**Extracted data:**
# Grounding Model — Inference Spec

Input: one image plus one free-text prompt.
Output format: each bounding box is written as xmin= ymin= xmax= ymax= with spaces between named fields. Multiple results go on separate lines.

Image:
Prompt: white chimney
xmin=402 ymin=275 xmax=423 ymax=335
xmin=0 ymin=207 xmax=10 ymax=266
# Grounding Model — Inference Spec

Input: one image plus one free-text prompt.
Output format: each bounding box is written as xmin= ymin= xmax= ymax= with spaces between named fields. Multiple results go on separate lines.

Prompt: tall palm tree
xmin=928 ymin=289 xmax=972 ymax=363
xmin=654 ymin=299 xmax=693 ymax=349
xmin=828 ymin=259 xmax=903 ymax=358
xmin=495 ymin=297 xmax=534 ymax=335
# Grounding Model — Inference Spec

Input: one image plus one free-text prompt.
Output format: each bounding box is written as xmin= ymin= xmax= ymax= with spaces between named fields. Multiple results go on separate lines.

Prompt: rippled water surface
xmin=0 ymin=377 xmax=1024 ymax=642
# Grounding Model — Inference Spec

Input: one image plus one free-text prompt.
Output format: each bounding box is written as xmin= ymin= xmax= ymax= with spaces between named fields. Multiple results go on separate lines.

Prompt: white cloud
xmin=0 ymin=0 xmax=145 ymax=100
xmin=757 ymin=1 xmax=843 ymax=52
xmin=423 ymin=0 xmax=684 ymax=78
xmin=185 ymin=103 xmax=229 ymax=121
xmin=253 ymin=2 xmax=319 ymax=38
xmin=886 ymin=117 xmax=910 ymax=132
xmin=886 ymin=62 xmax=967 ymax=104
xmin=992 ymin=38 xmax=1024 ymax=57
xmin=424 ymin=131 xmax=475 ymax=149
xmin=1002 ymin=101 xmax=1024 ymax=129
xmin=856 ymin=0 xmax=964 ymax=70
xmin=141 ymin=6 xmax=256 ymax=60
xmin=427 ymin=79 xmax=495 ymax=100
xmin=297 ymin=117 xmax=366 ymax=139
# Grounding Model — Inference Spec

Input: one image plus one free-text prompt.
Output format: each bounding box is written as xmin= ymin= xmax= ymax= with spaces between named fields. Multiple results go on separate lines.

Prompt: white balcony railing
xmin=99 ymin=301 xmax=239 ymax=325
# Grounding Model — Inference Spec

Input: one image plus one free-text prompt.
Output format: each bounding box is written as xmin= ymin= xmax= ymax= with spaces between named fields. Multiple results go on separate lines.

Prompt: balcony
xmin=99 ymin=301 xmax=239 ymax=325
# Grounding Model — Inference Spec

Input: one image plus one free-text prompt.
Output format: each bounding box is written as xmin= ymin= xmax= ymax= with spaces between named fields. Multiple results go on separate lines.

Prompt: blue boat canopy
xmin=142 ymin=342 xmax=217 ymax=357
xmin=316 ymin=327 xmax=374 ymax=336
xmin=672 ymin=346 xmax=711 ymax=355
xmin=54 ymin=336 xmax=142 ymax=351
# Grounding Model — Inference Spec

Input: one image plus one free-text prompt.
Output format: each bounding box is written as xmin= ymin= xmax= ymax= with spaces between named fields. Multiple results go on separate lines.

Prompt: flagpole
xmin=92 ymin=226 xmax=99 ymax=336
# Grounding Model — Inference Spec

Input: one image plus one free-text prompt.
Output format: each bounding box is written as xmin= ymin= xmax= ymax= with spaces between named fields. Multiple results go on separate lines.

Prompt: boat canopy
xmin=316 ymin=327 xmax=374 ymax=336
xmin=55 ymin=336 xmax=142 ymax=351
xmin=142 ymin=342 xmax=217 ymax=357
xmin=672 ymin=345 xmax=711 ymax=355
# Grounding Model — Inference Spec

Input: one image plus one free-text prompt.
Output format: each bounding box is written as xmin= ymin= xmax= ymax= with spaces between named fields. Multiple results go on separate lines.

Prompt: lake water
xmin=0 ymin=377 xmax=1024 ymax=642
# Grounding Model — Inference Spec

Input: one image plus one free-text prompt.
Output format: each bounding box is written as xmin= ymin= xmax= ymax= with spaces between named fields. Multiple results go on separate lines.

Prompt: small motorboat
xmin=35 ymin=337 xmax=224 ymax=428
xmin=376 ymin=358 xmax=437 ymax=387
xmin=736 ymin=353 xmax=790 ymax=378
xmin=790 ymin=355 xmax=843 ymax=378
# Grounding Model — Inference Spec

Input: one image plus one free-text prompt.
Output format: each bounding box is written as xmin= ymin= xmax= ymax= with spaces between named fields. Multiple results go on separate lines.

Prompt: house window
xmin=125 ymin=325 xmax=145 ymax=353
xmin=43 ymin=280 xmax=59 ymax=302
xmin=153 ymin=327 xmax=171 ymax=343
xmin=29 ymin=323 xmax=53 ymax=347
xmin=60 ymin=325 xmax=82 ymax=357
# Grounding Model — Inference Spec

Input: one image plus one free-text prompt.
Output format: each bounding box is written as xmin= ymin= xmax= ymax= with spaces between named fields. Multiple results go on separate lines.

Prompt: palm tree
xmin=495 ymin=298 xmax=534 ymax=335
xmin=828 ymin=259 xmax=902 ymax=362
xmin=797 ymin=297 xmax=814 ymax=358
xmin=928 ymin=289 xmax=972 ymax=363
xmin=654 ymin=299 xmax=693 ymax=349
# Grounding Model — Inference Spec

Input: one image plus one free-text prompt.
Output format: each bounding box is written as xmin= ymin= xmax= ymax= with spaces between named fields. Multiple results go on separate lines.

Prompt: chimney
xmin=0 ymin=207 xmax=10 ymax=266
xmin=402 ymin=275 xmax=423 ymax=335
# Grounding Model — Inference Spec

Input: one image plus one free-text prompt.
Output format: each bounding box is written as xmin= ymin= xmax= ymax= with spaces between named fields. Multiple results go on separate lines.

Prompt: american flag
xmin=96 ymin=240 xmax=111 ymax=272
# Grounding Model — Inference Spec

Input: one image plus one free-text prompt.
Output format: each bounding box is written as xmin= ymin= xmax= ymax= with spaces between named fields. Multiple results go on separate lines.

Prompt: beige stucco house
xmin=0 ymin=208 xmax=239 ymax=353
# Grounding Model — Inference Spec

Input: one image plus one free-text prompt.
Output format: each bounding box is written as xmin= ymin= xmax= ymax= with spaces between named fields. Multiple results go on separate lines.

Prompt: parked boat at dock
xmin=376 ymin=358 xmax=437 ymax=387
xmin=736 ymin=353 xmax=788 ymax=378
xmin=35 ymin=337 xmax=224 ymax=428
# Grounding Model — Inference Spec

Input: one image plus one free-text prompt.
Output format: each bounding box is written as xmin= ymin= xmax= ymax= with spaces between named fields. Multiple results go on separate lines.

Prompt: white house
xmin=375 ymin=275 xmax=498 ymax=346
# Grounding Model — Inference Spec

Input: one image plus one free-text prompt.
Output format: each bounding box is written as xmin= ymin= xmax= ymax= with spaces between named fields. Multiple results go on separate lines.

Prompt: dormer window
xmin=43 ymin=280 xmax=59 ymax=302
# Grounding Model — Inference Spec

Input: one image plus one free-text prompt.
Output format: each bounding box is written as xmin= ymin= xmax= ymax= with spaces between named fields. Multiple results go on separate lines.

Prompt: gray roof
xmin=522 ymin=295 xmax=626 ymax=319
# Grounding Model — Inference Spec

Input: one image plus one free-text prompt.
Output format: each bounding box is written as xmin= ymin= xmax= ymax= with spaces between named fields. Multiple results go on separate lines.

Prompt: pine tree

**What you are asked to do:** Your task is to repeat every entry exactly.

**Solution to this task:**
# Grounding Model — Inference Spec

Input: one image plus one free-text prompt.
Output format: each bounding box is written as xmin= ymin= xmax= ymax= with spaces between named fields. Multiple results go on separate lines.

Image:
Prompt: white chimney
xmin=402 ymin=275 xmax=423 ymax=335
xmin=0 ymin=207 xmax=10 ymax=266
# Grounding Model — Inference Spec

Input: one image plus one free-text prompt.
Output format: each bounding box is written as xmin= ymin= xmax= ymax= with spaces between named fields. Multiple results go on separate lines.

Prompt: tall palm tree
xmin=928 ymin=289 xmax=972 ymax=363
xmin=654 ymin=299 xmax=693 ymax=349
xmin=828 ymin=259 xmax=903 ymax=358
xmin=495 ymin=297 xmax=534 ymax=335
# Grounding Model — Inference Spec

Input: one image plus one free-text prompt.
Output format: each bounding box is written as xmin= ymin= xmax= ymax= with spaces between named fields. Multiple results go on separate lines.

Prompt: rippled water surface
xmin=0 ymin=377 xmax=1024 ymax=642
# Grounding Model — Inference Spec

Input: one image plus one free-text prompt.
Output format: each bounding box is written as xmin= ymin= xmax= ymax= with spaces between named fields. Multiple results go on separate lines.

Prompt: white cloud
xmin=0 ymin=0 xmax=145 ymax=100
xmin=757 ymin=1 xmax=843 ymax=52
xmin=423 ymin=0 xmax=684 ymax=78
xmin=185 ymin=103 xmax=229 ymax=121
xmin=253 ymin=2 xmax=319 ymax=38
xmin=886 ymin=117 xmax=910 ymax=132
xmin=886 ymin=62 xmax=967 ymax=104
xmin=992 ymin=38 xmax=1024 ymax=57
xmin=424 ymin=131 xmax=475 ymax=149
xmin=1002 ymin=101 xmax=1024 ymax=129
xmin=856 ymin=0 xmax=964 ymax=70
xmin=141 ymin=6 xmax=256 ymax=60
xmin=427 ymin=79 xmax=495 ymax=100
xmin=297 ymin=117 xmax=366 ymax=139
# Grounding Model — Inference Spec

Input: one image plus one free-text prompt.
Output format: each bounding box is written as xmin= ymin= xmax= ymax= with spaces between named fields. Multiple results go on separate lines.

Prompt: white balcony railing
xmin=99 ymin=301 xmax=239 ymax=325
# Grounding Model — Inference Spec

Input: one image plus one free-text prompt.
Output format: each bounding box is written as xmin= ymin= xmax= ymax= with spaces between named fields. Multiple results go on separate lines.

Prompt: balcony
xmin=99 ymin=301 xmax=239 ymax=325
# Grounding Model — Inference Spec

Input: one image plus one free-text prompt.
Output format: each bounding box is written as xmin= ymin= xmax= ymax= with spaces between named fields. Multiple results go on separate lines.

Prompt: blue boat canopy
xmin=142 ymin=342 xmax=217 ymax=357
xmin=316 ymin=327 xmax=374 ymax=336
xmin=672 ymin=346 xmax=711 ymax=355
xmin=54 ymin=336 xmax=142 ymax=351
# Grounding Model — Inference Spec

Input: one image plus one free-text prompt.
Output format: each bounding box is written as xmin= ymin= xmax= ymax= with spaces between named fields. Multiple results go on separate lines.

Prompt: flagpole
xmin=92 ymin=226 xmax=99 ymax=336
# Grounding Model — Inference Spec

Input: one image plus one free-text prompt.
Output format: each bounding box is written as xmin= ymin= xmax= ymax= with spaces between named fields. Multiple results go on separate lines.

Prompt: boat canopy
xmin=316 ymin=327 xmax=374 ymax=336
xmin=55 ymin=336 xmax=142 ymax=351
xmin=142 ymin=342 xmax=217 ymax=357
xmin=672 ymin=345 xmax=711 ymax=355
# Grounding Model — Inference Spec

Input: one image plus one free-text prompt.
Output format: each bounding box is written as xmin= ymin= xmax= ymax= with spaces between named fields. Multiple results go on separate lines.

Prompt: lake water
xmin=0 ymin=377 xmax=1024 ymax=642
# Grounding Model — Inference Spec

Input: one image plus one free-text prompt.
Output format: each bounding box is written as xmin= ymin= xmax= ymax= with spaces between named fields. Multiple results go on separate lines.

Prompt: small motorboat
xmin=35 ymin=337 xmax=224 ymax=428
xmin=376 ymin=358 xmax=437 ymax=387
xmin=736 ymin=353 xmax=790 ymax=378
xmin=790 ymin=355 xmax=843 ymax=378
# Grounding Model — Inference Spec

Input: one image plus one free-text prompt.
Output format: each bounding box is written as xmin= ymin= xmax= ymax= with spaces between named fields. Multiple results go on separate lines.

Prompt: house window
xmin=125 ymin=325 xmax=145 ymax=353
xmin=43 ymin=280 xmax=59 ymax=302
xmin=153 ymin=327 xmax=171 ymax=343
xmin=29 ymin=323 xmax=53 ymax=347
xmin=60 ymin=325 xmax=82 ymax=357
# Grounding Model — Inference Spec

Input: one image plus one free-text prompt.
Output format: each bounding box is written as xmin= ymin= xmax= ymax= with spaces between named fields. Multiple results go on separate lines.

Prompt: palm tree
xmin=495 ymin=298 xmax=534 ymax=335
xmin=828 ymin=259 xmax=902 ymax=362
xmin=797 ymin=297 xmax=814 ymax=358
xmin=928 ymin=289 xmax=972 ymax=363
xmin=654 ymin=299 xmax=693 ymax=349
# Grounding Model — Inference Spec

Input: one image plus one free-text prompt.
Output format: each bounding box is written as xmin= ymin= xmax= ymax= with spaces between named fields. Multiple results go on separate lines.

Prompt: chimney
xmin=0 ymin=207 xmax=10 ymax=266
xmin=402 ymin=275 xmax=423 ymax=335
# Grounding Model — Inference Spec

Input: one image plus one free-text prompt.
Output format: each bounding box is written as xmin= ymin= xmax= ymax= with spaces between named fields. Multiple results go on separate lines.

Prompt: american flag
xmin=96 ymin=240 xmax=111 ymax=272
# Grounding Model — Inference Spec

Input: one image plus one free-text prompt.
Output format: each bounding box is written as xmin= ymin= xmax= ymax= with spaces between named fields. Multiple results go on separate lines.

Prompt: beige stucco house
xmin=0 ymin=208 xmax=239 ymax=353
# Grounding Model — Inference Spec

Input: one image plus one free-text prompt.
Output format: each bounding box is written as xmin= ymin= xmax= ymax= with spaces between named fields. Multiple results go on separate lines.

Prompt: parked boat at dock
xmin=376 ymin=358 xmax=437 ymax=387
xmin=736 ymin=353 xmax=788 ymax=378
xmin=35 ymin=337 xmax=224 ymax=428
# Grounding Model — Inference Spec

Input: one image plus one free-text prompt.
Output format: each bounding box is written as xmin= ymin= xmax= ymax= with spaces between named fields. Multiple results go on separate lines.

Prompt: white house
xmin=375 ymin=275 xmax=498 ymax=346
# Grounding Model — Inference Spec

Input: one image plus one free-text prompt.
Output format: each bounding box is written as xmin= ymin= xmax= ymax= with spaces between named fields. Multiple results go on separate lines.

Prompt: dormer window
xmin=43 ymin=280 xmax=59 ymax=302
# Grounding Model — Inference Spec

Input: one image plus one free-text prompt.
Output format: each bounding box is written as xmin= ymin= xmax= ymax= with spaces between named fields. Multiple results go on separate lines.

Prompt: gray roof
xmin=522 ymin=295 xmax=626 ymax=319
# Grounding Model — Inference Spec

Input: one image plus one free-text prompt.
Output format: each bounding box is written as xmin= ymin= xmax= ymax= with spaces between named fields. Multiple results go on separate lines.

Prompt: pine tree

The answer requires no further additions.